_WRITTEN INSTRUCTION:_ Reproduce the entire listing below line for line, without changing a single character.

_INPUT FOR THIS TASK:_
--------------------
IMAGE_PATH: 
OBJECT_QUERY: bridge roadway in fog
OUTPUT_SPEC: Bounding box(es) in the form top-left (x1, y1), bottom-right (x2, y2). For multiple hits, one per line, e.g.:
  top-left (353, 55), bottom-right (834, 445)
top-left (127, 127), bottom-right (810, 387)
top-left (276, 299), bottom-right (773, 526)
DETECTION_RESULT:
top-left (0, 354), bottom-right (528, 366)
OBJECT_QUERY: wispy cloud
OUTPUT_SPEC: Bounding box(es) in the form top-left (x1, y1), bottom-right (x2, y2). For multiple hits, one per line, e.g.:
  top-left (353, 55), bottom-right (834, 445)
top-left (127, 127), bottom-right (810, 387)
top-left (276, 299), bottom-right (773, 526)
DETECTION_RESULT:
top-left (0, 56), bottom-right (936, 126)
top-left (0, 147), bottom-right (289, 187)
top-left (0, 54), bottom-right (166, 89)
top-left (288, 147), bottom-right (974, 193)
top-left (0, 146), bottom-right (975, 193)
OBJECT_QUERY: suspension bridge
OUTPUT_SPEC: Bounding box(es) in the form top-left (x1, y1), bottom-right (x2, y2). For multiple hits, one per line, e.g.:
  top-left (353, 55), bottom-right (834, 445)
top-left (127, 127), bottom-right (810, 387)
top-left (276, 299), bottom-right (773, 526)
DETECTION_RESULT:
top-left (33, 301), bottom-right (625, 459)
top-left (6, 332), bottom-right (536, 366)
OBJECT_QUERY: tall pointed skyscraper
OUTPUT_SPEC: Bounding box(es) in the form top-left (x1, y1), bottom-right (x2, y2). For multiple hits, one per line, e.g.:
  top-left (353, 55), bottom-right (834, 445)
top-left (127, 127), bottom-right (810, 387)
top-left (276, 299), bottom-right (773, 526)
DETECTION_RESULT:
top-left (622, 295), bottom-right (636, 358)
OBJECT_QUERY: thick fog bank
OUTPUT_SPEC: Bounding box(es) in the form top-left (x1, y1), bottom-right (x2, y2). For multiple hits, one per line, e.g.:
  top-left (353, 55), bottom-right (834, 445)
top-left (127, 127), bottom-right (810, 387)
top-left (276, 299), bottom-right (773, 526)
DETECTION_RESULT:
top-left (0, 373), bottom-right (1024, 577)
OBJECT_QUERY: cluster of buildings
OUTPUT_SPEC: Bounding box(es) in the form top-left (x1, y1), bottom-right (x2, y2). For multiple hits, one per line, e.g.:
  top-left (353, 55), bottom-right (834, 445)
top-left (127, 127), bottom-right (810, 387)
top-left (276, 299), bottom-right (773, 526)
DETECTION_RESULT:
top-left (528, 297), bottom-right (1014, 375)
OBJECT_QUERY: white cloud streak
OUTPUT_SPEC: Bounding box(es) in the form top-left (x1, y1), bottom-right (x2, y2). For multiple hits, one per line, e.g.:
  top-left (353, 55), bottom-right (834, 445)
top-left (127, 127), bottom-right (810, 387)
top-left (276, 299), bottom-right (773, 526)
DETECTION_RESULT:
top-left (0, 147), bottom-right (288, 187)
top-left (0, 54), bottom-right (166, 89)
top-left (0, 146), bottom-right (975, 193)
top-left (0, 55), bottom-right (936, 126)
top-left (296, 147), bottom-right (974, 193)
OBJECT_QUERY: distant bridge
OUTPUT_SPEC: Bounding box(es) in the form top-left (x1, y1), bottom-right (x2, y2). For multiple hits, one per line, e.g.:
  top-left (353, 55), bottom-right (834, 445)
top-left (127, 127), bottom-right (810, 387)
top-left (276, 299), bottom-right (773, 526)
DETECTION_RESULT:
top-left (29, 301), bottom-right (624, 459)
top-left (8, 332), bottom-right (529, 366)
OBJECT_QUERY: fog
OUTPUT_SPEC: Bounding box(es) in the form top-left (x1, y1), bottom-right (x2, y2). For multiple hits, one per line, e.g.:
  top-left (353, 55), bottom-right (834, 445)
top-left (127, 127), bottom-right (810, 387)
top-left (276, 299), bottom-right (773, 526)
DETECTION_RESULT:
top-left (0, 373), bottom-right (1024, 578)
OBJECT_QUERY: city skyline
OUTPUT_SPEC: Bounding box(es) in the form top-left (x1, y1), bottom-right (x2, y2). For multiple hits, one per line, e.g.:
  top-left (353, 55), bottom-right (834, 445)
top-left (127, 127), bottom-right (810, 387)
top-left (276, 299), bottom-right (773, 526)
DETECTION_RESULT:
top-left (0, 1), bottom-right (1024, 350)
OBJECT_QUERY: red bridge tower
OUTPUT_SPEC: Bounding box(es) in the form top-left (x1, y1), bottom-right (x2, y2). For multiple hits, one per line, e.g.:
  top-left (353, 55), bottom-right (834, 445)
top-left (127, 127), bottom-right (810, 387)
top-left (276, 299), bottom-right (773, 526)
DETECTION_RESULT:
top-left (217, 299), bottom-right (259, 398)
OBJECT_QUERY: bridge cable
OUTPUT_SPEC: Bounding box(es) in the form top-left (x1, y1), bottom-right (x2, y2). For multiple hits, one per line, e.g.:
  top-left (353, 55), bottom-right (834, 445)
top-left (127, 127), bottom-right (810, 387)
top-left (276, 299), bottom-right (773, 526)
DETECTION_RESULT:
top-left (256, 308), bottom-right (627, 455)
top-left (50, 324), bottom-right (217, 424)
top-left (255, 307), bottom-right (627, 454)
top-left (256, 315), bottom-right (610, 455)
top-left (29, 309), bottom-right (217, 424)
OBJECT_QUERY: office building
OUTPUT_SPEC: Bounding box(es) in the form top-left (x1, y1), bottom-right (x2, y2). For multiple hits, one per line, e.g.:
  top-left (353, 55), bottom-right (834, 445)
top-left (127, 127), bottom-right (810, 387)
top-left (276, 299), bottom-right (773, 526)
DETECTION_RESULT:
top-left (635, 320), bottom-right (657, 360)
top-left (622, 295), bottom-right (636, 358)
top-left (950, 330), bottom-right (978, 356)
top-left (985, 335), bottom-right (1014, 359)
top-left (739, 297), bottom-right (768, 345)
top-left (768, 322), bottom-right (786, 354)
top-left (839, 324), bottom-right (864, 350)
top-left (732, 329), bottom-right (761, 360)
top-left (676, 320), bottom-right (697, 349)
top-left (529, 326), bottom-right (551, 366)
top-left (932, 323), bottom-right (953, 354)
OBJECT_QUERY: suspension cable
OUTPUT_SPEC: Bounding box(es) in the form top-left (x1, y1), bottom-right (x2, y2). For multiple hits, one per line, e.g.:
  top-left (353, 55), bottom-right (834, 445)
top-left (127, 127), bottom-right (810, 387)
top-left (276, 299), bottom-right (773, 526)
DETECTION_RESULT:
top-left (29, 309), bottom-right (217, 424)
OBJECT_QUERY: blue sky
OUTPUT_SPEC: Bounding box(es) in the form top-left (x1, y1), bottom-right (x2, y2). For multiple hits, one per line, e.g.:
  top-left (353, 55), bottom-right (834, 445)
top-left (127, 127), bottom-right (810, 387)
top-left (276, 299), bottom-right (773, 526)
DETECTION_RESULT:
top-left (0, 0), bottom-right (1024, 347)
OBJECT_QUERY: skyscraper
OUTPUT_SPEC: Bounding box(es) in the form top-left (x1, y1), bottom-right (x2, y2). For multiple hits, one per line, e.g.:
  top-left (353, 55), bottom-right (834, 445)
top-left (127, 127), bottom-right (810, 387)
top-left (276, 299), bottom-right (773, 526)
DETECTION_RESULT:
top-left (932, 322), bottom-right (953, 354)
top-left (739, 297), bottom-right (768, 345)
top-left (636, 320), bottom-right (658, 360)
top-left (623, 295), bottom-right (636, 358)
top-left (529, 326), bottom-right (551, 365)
--------------------
_CORRECT RESULT:_
IMAGE_PATH: 
OBJECT_QUERY: bridge roadway in fog
OUTPUT_SPEC: Bounding box(es) in the form top-left (x1, y1), bottom-right (x2, y2). For multiple hits, one per line, e.g.:
  top-left (353, 55), bottom-right (834, 445)
top-left (127, 127), bottom-right (810, 387)
top-left (276, 299), bottom-right (773, 526)
DETECTION_RESULT:
top-left (0, 354), bottom-right (528, 366)
OBJECT_QUERY: wispy cloud
OUTPUT_SPEC: Bounding box(es) in the form top-left (x1, y1), bottom-right (x2, y2). For multiple hits, one per line, e.g.:
  top-left (353, 55), bottom-right (834, 445)
top-left (127, 127), bottom-right (810, 387)
top-left (276, 299), bottom-right (773, 526)
DETECTION_RESULT:
top-left (0, 56), bottom-right (936, 126)
top-left (0, 147), bottom-right (289, 187)
top-left (0, 54), bottom-right (166, 89)
top-left (288, 147), bottom-right (974, 193)
top-left (0, 146), bottom-right (975, 193)
OBJECT_QUERY: suspension bridge
OUTPUT_SPEC: Bounding box(es) in the form top-left (x1, y1), bottom-right (x2, y2). For multiple hits, one per line, e.g.:
  top-left (353, 55), bottom-right (834, 445)
top-left (127, 127), bottom-right (810, 387)
top-left (276, 299), bottom-right (773, 526)
DETECTION_RESULT:
top-left (33, 301), bottom-right (625, 459)
top-left (6, 332), bottom-right (536, 366)
OBJECT_QUERY: tall pointed skyscraper
OUTPUT_SPEC: Bounding box(es) in the form top-left (x1, y1), bottom-right (x2, y2). For multiple hits, one per line, e.g.:
  top-left (353, 55), bottom-right (834, 445)
top-left (127, 127), bottom-right (810, 387)
top-left (276, 299), bottom-right (773, 526)
DETECTION_RESULT:
top-left (622, 295), bottom-right (636, 358)
OBJECT_QUERY: thick fog bank
OUTPUT_SPEC: Bounding box(es) in the form top-left (x1, y1), bottom-right (x2, y2). For multiple hits, one per line, e.g.:
  top-left (353, 55), bottom-right (834, 445)
top-left (127, 127), bottom-right (810, 387)
top-left (276, 299), bottom-right (773, 526)
DETECTION_RESULT:
top-left (0, 373), bottom-right (1024, 577)
OBJECT_QUERY: cluster of buildings
OUTPUT_SPEC: Bounding box(es) in the form top-left (x1, y1), bottom-right (x2, y2). For multiple hits, one per line, e.g.:
  top-left (353, 55), bottom-right (834, 445)
top-left (127, 127), bottom-right (810, 387)
top-left (276, 299), bottom-right (773, 526)
DETECTION_RESULT:
top-left (528, 297), bottom-right (1014, 375)
OBJECT_QUERY: white cloud streak
OUTPUT_SPEC: Bounding box(es) in the form top-left (x1, y1), bottom-right (x2, y2). For multiple hits, one per line, e.g.:
  top-left (353, 55), bottom-right (834, 445)
top-left (127, 127), bottom-right (810, 387)
top-left (276, 299), bottom-right (773, 526)
DETECTION_RESULT:
top-left (0, 147), bottom-right (288, 187)
top-left (0, 54), bottom-right (166, 89)
top-left (0, 146), bottom-right (975, 193)
top-left (0, 55), bottom-right (936, 126)
top-left (296, 147), bottom-right (974, 193)
OBJECT_QUERY: distant bridge
OUTPUT_SPEC: Bounding box(es) in the form top-left (x1, y1), bottom-right (x2, y2). For multiple hits, one per line, e.g.:
  top-left (353, 55), bottom-right (834, 445)
top-left (127, 127), bottom-right (810, 387)
top-left (276, 299), bottom-right (773, 526)
DETECTION_RESULT:
top-left (29, 301), bottom-right (624, 459)
top-left (8, 332), bottom-right (529, 366)
OBJECT_QUERY: fog
OUTPUT_SPEC: Bounding box(es) in the form top-left (x1, y1), bottom-right (x2, y2). For multiple hits, one per line, e.g.:
  top-left (353, 55), bottom-right (834, 445)
top-left (127, 127), bottom-right (810, 387)
top-left (276, 299), bottom-right (773, 526)
DETECTION_RESULT:
top-left (0, 373), bottom-right (1024, 578)
OBJECT_QUERY: city skyline
OUTPUT_SPEC: Bounding box(es) in the form top-left (x1, y1), bottom-right (x2, y2). For multiple hits, one per line, e.g.:
  top-left (353, 55), bottom-right (834, 445)
top-left (127, 127), bottom-right (810, 387)
top-left (276, 299), bottom-right (773, 526)
DETECTION_RESULT:
top-left (0, 1), bottom-right (1024, 350)
OBJECT_QUERY: red bridge tower
OUTPUT_SPEC: Bounding box(es) in the form top-left (x1, y1), bottom-right (x2, y2). For multiple hits, one per line, e.g.:
  top-left (353, 55), bottom-right (834, 445)
top-left (127, 127), bottom-right (810, 387)
top-left (276, 299), bottom-right (773, 526)
DETECTION_RESULT:
top-left (217, 299), bottom-right (259, 398)
OBJECT_QUERY: bridge cable
OUTPUT_SPEC: Bounding box(es) in the form top-left (x1, y1), bottom-right (x2, y2). For multiple hits, one per line, e.g.:
  top-left (353, 55), bottom-right (834, 445)
top-left (127, 127), bottom-right (810, 387)
top-left (276, 299), bottom-right (773, 526)
DETECTION_RESULT:
top-left (256, 308), bottom-right (627, 455)
top-left (50, 324), bottom-right (217, 424)
top-left (255, 307), bottom-right (627, 454)
top-left (256, 315), bottom-right (610, 455)
top-left (29, 309), bottom-right (217, 424)
OBJECT_QUERY: office building
OUTPUT_SPEC: Bounding box(es) in the form top-left (x1, y1), bottom-right (x2, y2). For multiple hits, one per line, e.g.:
  top-left (353, 55), bottom-right (834, 445)
top-left (127, 127), bottom-right (810, 387)
top-left (276, 299), bottom-right (773, 526)
DETECTION_RESULT:
top-left (635, 320), bottom-right (657, 360)
top-left (622, 295), bottom-right (636, 358)
top-left (950, 330), bottom-right (978, 356)
top-left (985, 335), bottom-right (1014, 359)
top-left (739, 297), bottom-right (768, 345)
top-left (768, 322), bottom-right (786, 354)
top-left (839, 324), bottom-right (864, 350)
top-left (732, 329), bottom-right (761, 360)
top-left (676, 320), bottom-right (697, 349)
top-left (529, 326), bottom-right (551, 366)
top-left (932, 323), bottom-right (953, 354)
OBJECT_QUERY: suspension cable
OUTPUT_SPEC: Bounding box(es) in the form top-left (x1, y1), bottom-right (x2, y2). For multiple hits, one per line, e.g.:
  top-left (353, 55), bottom-right (834, 445)
top-left (127, 127), bottom-right (810, 387)
top-left (276, 299), bottom-right (773, 526)
DETECTION_RESULT:
top-left (29, 309), bottom-right (217, 424)
OBJECT_QUERY: blue sky
OUTPUT_SPEC: Bounding box(es) in the form top-left (x1, y1), bottom-right (x2, y2). For multiple hits, one per line, e.g.:
  top-left (353, 55), bottom-right (834, 445)
top-left (127, 127), bottom-right (810, 387)
top-left (276, 299), bottom-right (773, 526)
DETECTION_RESULT:
top-left (0, 0), bottom-right (1024, 347)
OBJECT_QUERY: skyscraper
OUTPUT_SPEC: Bounding box(es) in the form top-left (x1, y1), bottom-right (x2, y2). For multiple hits, one per line, e.g.:
  top-left (353, 55), bottom-right (834, 445)
top-left (127, 127), bottom-right (810, 387)
top-left (276, 299), bottom-right (773, 526)
DETECTION_RESULT:
top-left (932, 322), bottom-right (953, 354)
top-left (739, 297), bottom-right (768, 345)
top-left (636, 320), bottom-right (658, 360)
top-left (623, 295), bottom-right (636, 358)
top-left (529, 326), bottom-right (551, 365)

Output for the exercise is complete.